■ AIM OF THE TASK
Copy the entries below verbatim, line for line, with no changes.

[Entries from a data source]
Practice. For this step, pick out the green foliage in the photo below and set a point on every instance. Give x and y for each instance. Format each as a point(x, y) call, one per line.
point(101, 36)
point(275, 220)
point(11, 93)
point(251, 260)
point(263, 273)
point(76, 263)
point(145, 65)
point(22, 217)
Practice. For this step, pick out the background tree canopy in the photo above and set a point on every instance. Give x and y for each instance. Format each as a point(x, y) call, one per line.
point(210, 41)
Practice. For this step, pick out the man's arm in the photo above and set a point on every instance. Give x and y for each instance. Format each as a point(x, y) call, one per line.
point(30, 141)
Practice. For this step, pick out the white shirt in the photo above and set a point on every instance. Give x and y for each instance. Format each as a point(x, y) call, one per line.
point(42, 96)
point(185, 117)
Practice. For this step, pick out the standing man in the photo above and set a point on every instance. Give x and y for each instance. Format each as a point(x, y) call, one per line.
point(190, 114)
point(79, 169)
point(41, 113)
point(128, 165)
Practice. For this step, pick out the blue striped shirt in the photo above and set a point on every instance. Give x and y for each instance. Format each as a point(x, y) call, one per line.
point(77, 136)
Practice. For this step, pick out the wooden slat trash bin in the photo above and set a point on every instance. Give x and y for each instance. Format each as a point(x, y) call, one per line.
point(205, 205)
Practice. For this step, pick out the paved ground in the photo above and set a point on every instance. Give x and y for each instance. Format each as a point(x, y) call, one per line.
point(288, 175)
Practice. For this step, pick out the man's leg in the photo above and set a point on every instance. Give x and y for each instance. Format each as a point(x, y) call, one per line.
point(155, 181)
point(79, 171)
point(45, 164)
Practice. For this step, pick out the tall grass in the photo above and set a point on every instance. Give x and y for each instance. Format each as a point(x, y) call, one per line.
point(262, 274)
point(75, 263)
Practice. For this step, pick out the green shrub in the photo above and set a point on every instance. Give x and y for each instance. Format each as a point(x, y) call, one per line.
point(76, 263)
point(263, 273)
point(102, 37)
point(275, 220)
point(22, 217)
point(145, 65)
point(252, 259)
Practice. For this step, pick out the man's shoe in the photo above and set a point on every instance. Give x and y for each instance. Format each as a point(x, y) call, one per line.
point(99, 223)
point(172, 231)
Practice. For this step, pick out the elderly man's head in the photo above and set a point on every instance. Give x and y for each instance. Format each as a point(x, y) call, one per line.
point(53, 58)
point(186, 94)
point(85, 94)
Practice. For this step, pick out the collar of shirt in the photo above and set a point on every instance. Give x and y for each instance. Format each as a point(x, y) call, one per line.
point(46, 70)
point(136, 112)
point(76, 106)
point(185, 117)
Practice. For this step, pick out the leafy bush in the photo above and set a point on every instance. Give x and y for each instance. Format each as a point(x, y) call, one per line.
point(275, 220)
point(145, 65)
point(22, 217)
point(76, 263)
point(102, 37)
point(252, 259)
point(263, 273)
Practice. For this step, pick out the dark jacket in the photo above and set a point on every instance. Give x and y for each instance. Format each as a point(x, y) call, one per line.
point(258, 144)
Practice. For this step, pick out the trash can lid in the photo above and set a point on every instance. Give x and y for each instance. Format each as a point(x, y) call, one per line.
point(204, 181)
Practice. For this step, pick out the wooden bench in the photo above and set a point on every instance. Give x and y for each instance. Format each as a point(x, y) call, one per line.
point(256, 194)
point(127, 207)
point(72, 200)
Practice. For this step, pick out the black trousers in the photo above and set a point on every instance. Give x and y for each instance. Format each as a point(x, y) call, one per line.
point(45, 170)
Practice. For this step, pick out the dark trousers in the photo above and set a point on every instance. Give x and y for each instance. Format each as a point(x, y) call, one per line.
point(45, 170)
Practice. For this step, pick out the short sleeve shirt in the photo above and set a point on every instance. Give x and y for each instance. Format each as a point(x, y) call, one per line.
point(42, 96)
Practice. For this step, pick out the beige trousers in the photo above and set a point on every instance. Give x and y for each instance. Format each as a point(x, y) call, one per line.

■ SOLUTION FOR THIS PROBLEM
Practice. For this step, pick out the green foliage in the photo below and set a point on every instance. Give x and y for each instance. Format each as a point(x, y) call, one per line.
point(101, 36)
point(275, 220)
point(11, 93)
point(251, 260)
point(263, 273)
point(76, 263)
point(145, 65)
point(22, 217)
Practice. For this step, pick out the background tree canopy in the photo above and set a point on every instance. Give x and y for each instance. Format each as a point(x, y) call, one per line.
point(210, 41)
Practice. For this step, pick out the man's arm in the photo above and set a point on every instance. Give x and y for each instance. Format each as a point(x, y) call, one per line.
point(30, 141)
Practice. For this step, pick out the white shirt in the photo above and set a point on every instance. Give x and y for each instance. Format each as a point(x, y) call, one per line.
point(42, 96)
point(185, 117)
Practice. For this step, pick out the standing man in the photo above and set a point on every instance. Give x and y for each instance. Format each as a point(x, y) call, one per line.
point(190, 114)
point(79, 169)
point(41, 113)
point(128, 165)
Practice. For this step, pick out the blue striped shirt in the photo above and set a point on every instance. Give x and y for each instance. Format each as a point(x, y) call, one per line.
point(77, 136)
Practice. For this step, pick out the wooden slat trash bin in the photo above and set a point on every instance. Give x and y for each instance. Format each as a point(x, y) call, one per line.
point(205, 205)
Practice. For this step, pick out the paved ground in the photo above and set a point on every instance. Give x and y for each instance. Format each as a point(x, y) call, one per line.
point(288, 175)
Practice. For this step, pick out the man's leg in the photo above and set a point on every instance. Give x and y for each instance. Format each as a point(x, y) call, one per line.
point(155, 181)
point(79, 171)
point(45, 164)
Practice. For this step, pick out the tall grass in the photo above and set a point on every instance. Give x and y for each instance. Format each as a point(x, y) call, one per line.
point(262, 274)
point(75, 263)
Practice. For this step, pick out the green shrub in the photo above and set a point on every instance. Give x and y for each instance. Format each as a point(x, y) call, one per line.
point(76, 263)
point(263, 273)
point(102, 37)
point(275, 220)
point(22, 217)
point(145, 65)
point(252, 259)
Practice. For this step, pick out the man's shoe in the photo above and set a point on every instance. Give x and y for each instance. Format each as a point(x, y) call, one per line.
point(99, 223)
point(172, 231)
Practice. For this step, pick out the elderly man's head in the photo above and set a point on every instance. Give x and y for each instance. Format each as a point(x, y) call, one per line.
point(53, 58)
point(186, 94)
point(85, 94)
Practice. For this step, pick out the collar of shirt in the photo above and set a point on every instance. Give x and y for each instance. Format each as a point(x, y) call, one per line.
point(46, 70)
point(136, 112)
point(76, 106)
point(185, 117)
Practice. For this step, pick out the leafy bush in the photo above and set a point on every instance. Give x and y for each instance. Format each as a point(x, y) call, one per line.
point(275, 220)
point(145, 65)
point(22, 217)
point(76, 263)
point(102, 37)
point(252, 259)
point(263, 273)
Practice. For this step, pick out the dark jacket in the photo above and set a point on every instance. Give x and y for each instance. Format each as a point(x, y) call, one per line.
point(258, 144)
Practice. For this step, pick out the trash can lid in the photo above and set a point on every instance. Give x and y for each instance. Format each as a point(x, y) call, one per line.
point(204, 181)
Practice. For this step, pick out the wooden bench in the photo above and set a point on every instance. Give x and y for each instance. Format each as a point(x, y) call, one per line.
point(256, 194)
point(127, 207)
point(72, 200)
Practice. For this step, pick out the black trousers in the photo above and set a point on every instance. Give x and y for each instance. Format each as a point(x, y) call, one per line.
point(45, 170)
Practice. For this step, pick out the dark trousers in the photo above and set a point on every instance. Give x and y for each instance. Format each as a point(x, y) call, one per line.
point(45, 170)
Practice. For this step, pick out the short sleeve shirt in the photo above and set a point on every instance. Give x and y for each instance. Format each as a point(x, y) call, one per line.
point(42, 96)
Practice. For this step, pick out the beige trousers in the photo above and set a point on every instance. Give x and y for each instance. Format each as a point(x, y) call, one per line.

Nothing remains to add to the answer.